## Begin DATA LINES

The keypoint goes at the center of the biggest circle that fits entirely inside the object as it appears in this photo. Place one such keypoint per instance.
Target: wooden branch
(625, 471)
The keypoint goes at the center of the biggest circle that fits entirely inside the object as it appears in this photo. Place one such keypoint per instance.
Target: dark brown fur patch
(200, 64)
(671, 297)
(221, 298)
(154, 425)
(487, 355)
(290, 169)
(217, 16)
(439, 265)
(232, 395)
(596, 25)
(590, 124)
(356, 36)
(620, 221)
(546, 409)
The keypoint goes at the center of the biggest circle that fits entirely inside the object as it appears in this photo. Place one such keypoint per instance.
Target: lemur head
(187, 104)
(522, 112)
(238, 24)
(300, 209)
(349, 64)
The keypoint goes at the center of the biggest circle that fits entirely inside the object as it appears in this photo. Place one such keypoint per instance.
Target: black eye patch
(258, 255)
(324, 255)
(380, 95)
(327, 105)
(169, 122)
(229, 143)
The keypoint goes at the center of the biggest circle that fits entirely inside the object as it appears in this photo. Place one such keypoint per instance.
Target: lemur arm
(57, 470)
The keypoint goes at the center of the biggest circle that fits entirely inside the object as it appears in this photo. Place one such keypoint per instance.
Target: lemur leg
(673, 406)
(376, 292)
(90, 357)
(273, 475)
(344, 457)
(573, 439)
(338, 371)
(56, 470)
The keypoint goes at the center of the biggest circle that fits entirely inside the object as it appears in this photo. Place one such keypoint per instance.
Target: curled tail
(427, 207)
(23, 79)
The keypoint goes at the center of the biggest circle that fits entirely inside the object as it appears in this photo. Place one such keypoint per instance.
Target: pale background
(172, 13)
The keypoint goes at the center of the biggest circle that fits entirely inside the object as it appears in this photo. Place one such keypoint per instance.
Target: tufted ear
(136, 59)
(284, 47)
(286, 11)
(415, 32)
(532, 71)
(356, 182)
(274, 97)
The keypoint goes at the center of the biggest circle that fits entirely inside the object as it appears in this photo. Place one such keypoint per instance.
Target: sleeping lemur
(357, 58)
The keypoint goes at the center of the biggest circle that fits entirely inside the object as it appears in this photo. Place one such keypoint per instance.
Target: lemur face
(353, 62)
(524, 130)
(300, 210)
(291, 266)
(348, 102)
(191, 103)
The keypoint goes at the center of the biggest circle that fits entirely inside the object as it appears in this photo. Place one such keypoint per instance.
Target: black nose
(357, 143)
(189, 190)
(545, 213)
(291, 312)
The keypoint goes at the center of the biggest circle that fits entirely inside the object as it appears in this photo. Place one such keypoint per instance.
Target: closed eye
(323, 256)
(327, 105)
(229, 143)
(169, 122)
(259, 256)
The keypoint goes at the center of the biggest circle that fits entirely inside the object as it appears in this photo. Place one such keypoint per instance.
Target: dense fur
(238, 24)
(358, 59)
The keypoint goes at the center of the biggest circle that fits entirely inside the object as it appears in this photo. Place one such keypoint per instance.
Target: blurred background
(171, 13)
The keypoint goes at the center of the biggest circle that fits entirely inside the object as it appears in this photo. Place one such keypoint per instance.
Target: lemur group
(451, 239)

## End DATA LINES

PROBLEM DETAILS =>
Reproduce the records above exactly as they appear.

WRITTEN SOLUTION =>
The keypoint goes at the center of the biggest circle that fits entirely inside the object as it appears in this photo. Place one such keypoint per instance.
Target: wooden branch
(625, 471)
The keypoint goes at the center of the biggest circle that fits entirely inside the object as it appears in this photo. Place one such keypoint per instance.
Target: dark brown fur patch
(200, 64)
(671, 297)
(221, 298)
(154, 425)
(487, 355)
(290, 169)
(217, 16)
(439, 265)
(232, 395)
(596, 25)
(590, 124)
(356, 36)
(620, 221)
(546, 409)
The keypoint goes at the center of the biggest circle that fits entirely inside the object as it appears in this photo. Place one such keypoint per instance.
Target: lemur head
(187, 104)
(522, 112)
(238, 24)
(300, 209)
(349, 64)
The keypoint goes at the center of the biggest circle that fits entirely inside the object as it appears in this photo. Place one such keypoint per instance.
Target: black eye patch
(258, 255)
(324, 255)
(380, 95)
(327, 105)
(169, 122)
(229, 143)
The keypoint goes at the center of the biggest circle that fits entirely inside the object as it appears in this photo. Place one such keypoint per instance.
Target: lemur arm
(57, 470)
The keypoint goes at the center of the biggest circle that fits entirely inside the object as it appears in this photo. Place one such keypoint per instance.
Target: lemur leg
(673, 406)
(376, 292)
(90, 357)
(273, 475)
(344, 457)
(573, 439)
(338, 371)
(56, 470)
The keypoint goes at the center of the biggest circle that fits entirely inside the object as it appears in this photo. Place one such keypoint per instance.
Target: curled tail
(427, 207)
(23, 79)
The keypoint goes at the center of the biggest circle that fits entirely inside the object as it appears in this photo. Place one such keypoint per instance.
Target: pale background
(172, 13)
The keypoint goes at the center of the biggest circle that fits entirely inside the object as it appears in this photo. Place one such keypoint per instance.
Target: tufted ear
(136, 59)
(284, 47)
(286, 11)
(415, 32)
(532, 71)
(356, 182)
(274, 97)
The keypoint goes at the center of the biggest circle that fits entirely inside the object as it appears in this photo. Place one such keypoint per instance.
Target: sleeping lemur
(357, 58)
The keypoint goes at the center of the biggest circle that fits entirely inside the object as it appears in this photo. Place one such keypoint per instance.
Target: lemur face
(353, 62)
(524, 130)
(300, 210)
(291, 266)
(348, 102)
(191, 103)
The keypoint goes at the center of the biggest circle that fits entirely inside the object as it appears in this photo. Place one such keypoint per instance.
Target: black nose
(357, 143)
(189, 190)
(545, 213)
(291, 312)
The keypoint goes at the center of the biggest circle that fits entirely inside the object as it appears in this photo. Place one such keypoint per instance.
Target: closed eye
(323, 256)
(327, 105)
(229, 143)
(169, 122)
(259, 256)
The keypoint goes at the center of the biggest circle that fits entirely inside the object as it appears in this photo. Place one such keypoint per instance.
Target: dense fur
(238, 24)
(358, 59)
The keypoint goes at the center of the biggest circle that fits entirely inside the object as it appears in this photo. Place one such keypoint per instance.
Target: blurred background
(171, 13)
The keypoint goes at the center of the biggest circle that fits entirely inside the object as it appears in this photo. Place one such keypoint per instance.
Target: lemur group
(451, 239)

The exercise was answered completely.